# [Source text]
Module 1: Tabular Data

Working with larger-than-RAM data using duckdbfs

Author

ESPM 288

Published

February 11, 2026

1 Introduction

In this module, we will explore high-performance workflows for tabular data. We will use duckdbfs to work with datasets that are larger than available RAM by leveraging DuckDB’s streaming and remote file access capabilities.

2 Case Study: Global Supply Chains

We will be working with EXIOBASE 3.8.1, a global Multi-Regional Input-Output (MRIO) database. This dataset tracks economic transactions between sectors and regions, along with their environmental impacts (emissions, resource use, etc.).

Data description: - Coverage: 44 countries + 5 rest-of-world regions. - Timeframe: 1995–2022. - Content: Economic transactions (Z matrix), final demand (Y matrix), and environmental stressors (F matrix). - Format: Cloud-optimized Parquet, partitioned by year and matrix type.

3 Setup


Attaching package: 'dplyr'
The following objects are masked from 'package:stats':

    filter, lag
The following objects are masked from 'package:base':

    intersect, setdiff, setequal, union

4 Exercise 1: connecting to remote data

We can open the entire dataset without downloading it using open_dataset(). The data is hosted on Source Cooperative. The ** pattern allows recursive scanning of the partitioned parquet files.

[1] 1
Rows: ??
Columns: 8
Database: DuckDB 1.4.3 [bmcda@Windows 10 x64:R 4.5.2/:memory:]
$ stressor <chr> "Value Added", "Value Added", "Value Added", "Value Added", "…
$ region   <chr> "AT", "AT", "AT", "AT", "AT", "AT", "AT", "AT", "AT", "AT", "…
$ sector   <chr> "Cultivation of wheat", "Cultivation of cereal grains nec", "…
$ value    <dbl> 183.1118891, 402.2305799, 830.2127384, 101.9705426, 31.763189…
$ unit     <chr> "M.EUR", "M.EUR", "M.EUR", "M.EUR", "M.EUR", "M.EUR", "M.EUR"…
$ year     <dbl> 1995, 1995, 1995, 1995, 1995, 1995, 1995, 1995, 1995, 1995, 1…
$ format   <chr> "ixi", "ixi", "ixi", "ixi", "ixi", "ixi", "ixi", "ixi", "ixi"…
$ matrix   <chr> "F_impacts", "F_impacts", "F_impacts", "F_impacts", "F_impact…

5 Exercise 2: Efficient Filtering

The dataset is large. We should filter before collecting any data into R.

Code
exio |>
    filter(year == 2022, region == "US") |>
    head() |> # view the first 6 rows
    collect()

Task: Construct a query to find the top 5 sectors in the US by CO2 emissions in 2022. Remember to check the column names in exio to find the appropriate emissions flow.

Code
# Solution: Top 5 sectors in US by CO2 emissions (2022)

# Target the F_satellite matrix directly to access stressor column
exio_f_sat <- open_dataset(
    "s3://us-west-2.opendata.source.coop/youssef-harby/exiobase-3/4588235/parquet/year=2022/format=ixi/matrix=F_satellite/"

# [Material shown]
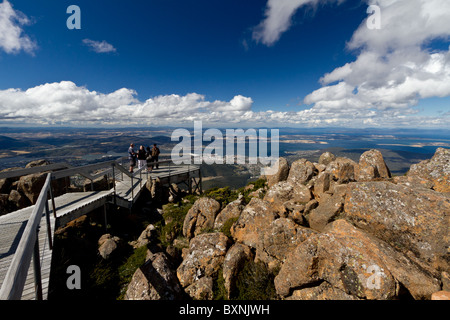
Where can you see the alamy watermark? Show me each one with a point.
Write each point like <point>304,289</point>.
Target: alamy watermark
<point>238,146</point>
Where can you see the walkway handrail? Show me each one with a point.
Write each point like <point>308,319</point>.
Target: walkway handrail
<point>28,247</point>
<point>36,169</point>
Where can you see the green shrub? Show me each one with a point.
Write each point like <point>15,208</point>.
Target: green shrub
<point>226,228</point>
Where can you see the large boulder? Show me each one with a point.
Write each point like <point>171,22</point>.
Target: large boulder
<point>415,221</point>
<point>254,219</point>
<point>435,171</point>
<point>145,237</point>
<point>231,211</point>
<point>107,244</point>
<point>31,185</point>
<point>326,158</point>
<point>342,170</point>
<point>326,212</point>
<point>281,172</point>
<point>322,184</point>
<point>202,289</point>
<point>284,191</point>
<point>204,257</point>
<point>4,203</point>
<point>235,260</point>
<point>154,281</point>
<point>18,200</point>
<point>354,263</point>
<point>301,172</point>
<point>6,183</point>
<point>200,217</point>
<point>324,291</point>
<point>372,166</point>
<point>278,239</point>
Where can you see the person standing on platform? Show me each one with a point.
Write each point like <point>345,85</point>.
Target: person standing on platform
<point>132,157</point>
<point>155,155</point>
<point>141,157</point>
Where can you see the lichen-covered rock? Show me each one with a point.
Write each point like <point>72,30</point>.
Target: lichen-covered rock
<point>372,166</point>
<point>278,239</point>
<point>354,262</point>
<point>342,169</point>
<point>284,191</point>
<point>322,184</point>
<point>204,258</point>
<point>414,221</point>
<point>281,173</point>
<point>31,185</point>
<point>17,200</point>
<point>326,212</point>
<point>235,259</point>
<point>107,245</point>
<point>4,204</point>
<point>324,291</point>
<point>154,281</point>
<point>254,219</point>
<point>202,289</point>
<point>200,217</point>
<point>301,172</point>
<point>145,237</point>
<point>232,210</point>
<point>435,171</point>
<point>441,295</point>
<point>326,158</point>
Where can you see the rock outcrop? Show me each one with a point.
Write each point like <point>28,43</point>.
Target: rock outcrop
<point>435,172</point>
<point>281,173</point>
<point>205,257</point>
<point>200,217</point>
<point>155,280</point>
<point>414,221</point>
<point>333,230</point>
<point>254,219</point>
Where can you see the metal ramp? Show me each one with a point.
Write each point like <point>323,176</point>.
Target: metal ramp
<point>26,235</point>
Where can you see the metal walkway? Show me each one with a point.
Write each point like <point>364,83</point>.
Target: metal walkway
<point>14,229</point>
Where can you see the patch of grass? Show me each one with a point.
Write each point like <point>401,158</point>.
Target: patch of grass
<point>255,282</point>
<point>128,268</point>
<point>226,228</point>
<point>174,215</point>
<point>219,291</point>
<point>222,195</point>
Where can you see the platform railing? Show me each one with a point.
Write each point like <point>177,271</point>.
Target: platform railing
<point>28,248</point>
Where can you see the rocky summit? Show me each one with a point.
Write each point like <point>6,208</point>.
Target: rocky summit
<point>332,230</point>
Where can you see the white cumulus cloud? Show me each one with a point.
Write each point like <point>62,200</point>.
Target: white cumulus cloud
<point>278,18</point>
<point>65,102</point>
<point>12,38</point>
<point>99,46</point>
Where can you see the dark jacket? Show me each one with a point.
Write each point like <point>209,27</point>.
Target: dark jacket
<point>155,152</point>
<point>141,154</point>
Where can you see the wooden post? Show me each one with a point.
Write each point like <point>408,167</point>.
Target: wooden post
<point>49,227</point>
<point>53,200</point>
<point>106,220</point>
<point>114,185</point>
<point>37,269</point>
<point>200,180</point>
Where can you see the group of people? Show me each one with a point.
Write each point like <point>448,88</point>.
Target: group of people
<point>143,157</point>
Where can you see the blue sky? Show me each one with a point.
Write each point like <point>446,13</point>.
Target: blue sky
<point>174,61</point>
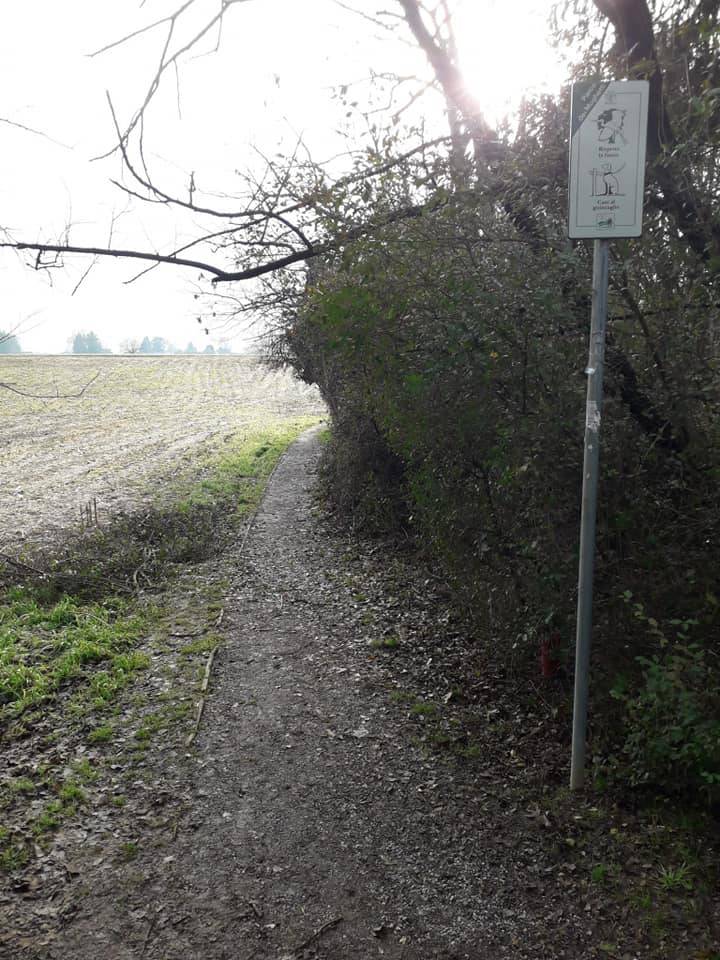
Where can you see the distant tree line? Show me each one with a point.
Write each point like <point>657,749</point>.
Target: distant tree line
<point>160,345</point>
<point>9,343</point>
<point>90,342</point>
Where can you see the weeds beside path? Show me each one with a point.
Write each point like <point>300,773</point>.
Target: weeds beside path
<point>345,798</point>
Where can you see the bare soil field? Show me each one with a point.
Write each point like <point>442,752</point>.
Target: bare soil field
<point>139,423</point>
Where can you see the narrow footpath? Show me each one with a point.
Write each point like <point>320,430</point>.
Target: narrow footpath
<point>317,827</point>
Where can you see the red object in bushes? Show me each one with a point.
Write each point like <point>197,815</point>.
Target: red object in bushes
<point>548,660</point>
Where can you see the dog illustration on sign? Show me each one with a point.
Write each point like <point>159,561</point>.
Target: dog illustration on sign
<point>610,123</point>
<point>605,181</point>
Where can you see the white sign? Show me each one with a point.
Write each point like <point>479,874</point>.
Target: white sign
<point>608,130</point>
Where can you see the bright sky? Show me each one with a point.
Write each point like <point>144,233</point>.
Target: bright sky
<point>272,79</point>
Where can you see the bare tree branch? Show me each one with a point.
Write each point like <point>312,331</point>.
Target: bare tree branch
<point>49,396</point>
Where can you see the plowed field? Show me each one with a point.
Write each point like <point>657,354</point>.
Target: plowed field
<point>142,421</point>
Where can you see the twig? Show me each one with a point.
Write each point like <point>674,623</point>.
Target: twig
<point>49,396</point>
<point>147,937</point>
<point>318,933</point>
<point>201,701</point>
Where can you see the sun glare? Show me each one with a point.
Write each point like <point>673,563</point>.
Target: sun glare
<point>505,53</point>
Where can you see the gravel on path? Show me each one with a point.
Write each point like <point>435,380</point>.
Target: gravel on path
<point>317,828</point>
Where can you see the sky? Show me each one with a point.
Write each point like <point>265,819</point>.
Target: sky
<point>272,78</point>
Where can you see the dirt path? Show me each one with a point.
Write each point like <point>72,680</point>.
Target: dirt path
<point>317,823</point>
<point>316,829</point>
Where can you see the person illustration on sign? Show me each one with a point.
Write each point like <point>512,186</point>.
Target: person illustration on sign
<point>605,181</point>
<point>610,123</point>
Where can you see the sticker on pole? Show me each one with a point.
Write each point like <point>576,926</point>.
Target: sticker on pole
<point>608,130</point>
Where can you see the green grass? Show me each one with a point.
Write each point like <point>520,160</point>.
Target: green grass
<point>47,646</point>
<point>74,641</point>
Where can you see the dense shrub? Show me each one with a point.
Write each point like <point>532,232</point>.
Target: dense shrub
<point>450,349</point>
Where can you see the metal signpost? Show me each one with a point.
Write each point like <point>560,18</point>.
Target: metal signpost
<point>607,176</point>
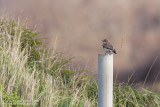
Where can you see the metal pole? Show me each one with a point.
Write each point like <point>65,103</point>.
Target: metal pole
<point>105,80</point>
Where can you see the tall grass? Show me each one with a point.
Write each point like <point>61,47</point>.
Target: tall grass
<point>33,76</point>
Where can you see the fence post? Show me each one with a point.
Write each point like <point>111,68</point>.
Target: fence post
<point>105,80</point>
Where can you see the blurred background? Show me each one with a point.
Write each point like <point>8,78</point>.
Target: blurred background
<point>78,26</point>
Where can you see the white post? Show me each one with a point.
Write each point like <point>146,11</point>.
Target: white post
<point>105,80</point>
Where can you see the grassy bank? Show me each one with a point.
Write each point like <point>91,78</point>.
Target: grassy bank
<point>33,75</point>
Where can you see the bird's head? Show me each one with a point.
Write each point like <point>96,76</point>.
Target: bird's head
<point>105,40</point>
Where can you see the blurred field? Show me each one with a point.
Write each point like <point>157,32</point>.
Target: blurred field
<point>79,26</point>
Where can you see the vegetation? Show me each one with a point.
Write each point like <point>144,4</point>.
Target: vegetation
<point>33,76</point>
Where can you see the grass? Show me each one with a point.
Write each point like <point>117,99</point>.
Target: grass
<point>31,75</point>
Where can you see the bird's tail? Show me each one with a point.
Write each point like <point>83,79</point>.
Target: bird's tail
<point>114,51</point>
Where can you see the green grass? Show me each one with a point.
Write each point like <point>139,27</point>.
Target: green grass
<point>33,74</point>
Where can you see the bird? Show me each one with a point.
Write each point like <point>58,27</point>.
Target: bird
<point>108,47</point>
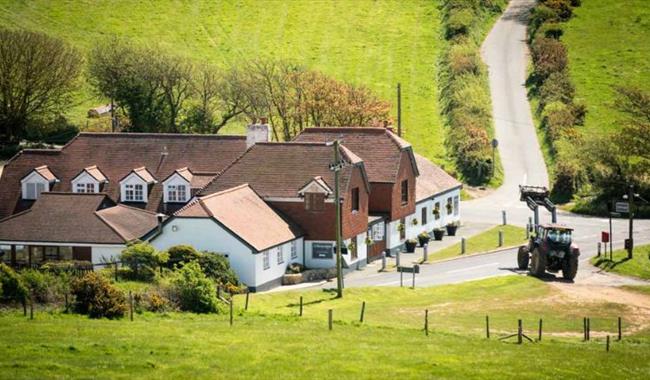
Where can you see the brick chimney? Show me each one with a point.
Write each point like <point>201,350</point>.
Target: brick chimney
<point>257,132</point>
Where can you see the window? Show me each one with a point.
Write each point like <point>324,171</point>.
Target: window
<point>34,190</point>
<point>134,193</point>
<point>176,193</point>
<point>266,262</point>
<point>405,192</point>
<point>280,253</point>
<point>85,188</point>
<point>314,202</point>
<point>355,199</point>
<point>294,249</point>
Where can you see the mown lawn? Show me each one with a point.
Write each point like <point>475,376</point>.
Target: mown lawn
<point>376,44</point>
<point>608,46</point>
<point>483,242</point>
<point>638,266</point>
<point>270,341</point>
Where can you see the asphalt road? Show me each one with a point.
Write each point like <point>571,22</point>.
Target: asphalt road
<point>506,54</point>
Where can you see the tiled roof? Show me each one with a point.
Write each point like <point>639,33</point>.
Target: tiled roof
<point>77,218</point>
<point>282,169</point>
<point>117,154</point>
<point>432,180</point>
<point>379,148</point>
<point>246,215</point>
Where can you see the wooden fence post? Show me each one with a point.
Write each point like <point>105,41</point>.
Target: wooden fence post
<point>329,318</point>
<point>426,322</point>
<point>131,305</point>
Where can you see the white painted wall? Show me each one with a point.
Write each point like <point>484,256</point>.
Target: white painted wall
<point>176,180</point>
<point>84,177</point>
<point>276,270</point>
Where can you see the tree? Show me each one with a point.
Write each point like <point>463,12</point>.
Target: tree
<point>37,76</point>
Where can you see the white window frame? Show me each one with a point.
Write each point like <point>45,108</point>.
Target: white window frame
<point>294,250</point>
<point>280,253</point>
<point>266,260</point>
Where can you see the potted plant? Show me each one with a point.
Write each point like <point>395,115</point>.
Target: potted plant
<point>423,238</point>
<point>410,245</point>
<point>451,229</point>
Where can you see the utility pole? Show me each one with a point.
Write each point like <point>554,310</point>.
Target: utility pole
<point>336,167</point>
<point>630,247</point>
<point>399,109</point>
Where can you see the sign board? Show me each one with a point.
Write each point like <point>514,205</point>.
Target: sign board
<point>622,207</point>
<point>413,269</point>
<point>604,237</point>
<point>322,250</point>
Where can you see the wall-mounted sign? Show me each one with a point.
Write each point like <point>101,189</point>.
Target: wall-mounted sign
<point>322,250</point>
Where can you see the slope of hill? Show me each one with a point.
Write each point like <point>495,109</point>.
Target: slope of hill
<point>376,44</point>
<point>608,46</point>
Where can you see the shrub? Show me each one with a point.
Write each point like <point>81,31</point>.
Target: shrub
<point>556,88</point>
<point>459,21</point>
<point>97,298</point>
<point>142,259</point>
<point>464,58</point>
<point>13,287</point>
<point>549,56</point>
<point>182,254</point>
<point>194,290</point>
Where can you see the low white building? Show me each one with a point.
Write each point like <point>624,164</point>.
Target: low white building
<point>258,242</point>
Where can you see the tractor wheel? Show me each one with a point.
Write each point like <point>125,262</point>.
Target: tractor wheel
<point>523,257</point>
<point>570,268</point>
<point>538,263</point>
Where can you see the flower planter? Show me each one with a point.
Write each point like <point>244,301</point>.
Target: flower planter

# [Stated goal]
Reproduce everything in the duckdbfs tutorial from "filter, lag" down to "partitioned parquet files.", substituting "nested" for "recursive".

# [Solution to this task]
filter, lag
The following objects are masked from 'package:base':

    intersect, setdiff, setequal, union

4 Exercise 1: connecting to remote data

We can open the entire dataset without downloading it using open_dataset(). The data is hosted on Source Cooperative. The ** pattern allows nested scanning of the partitioned parquet files.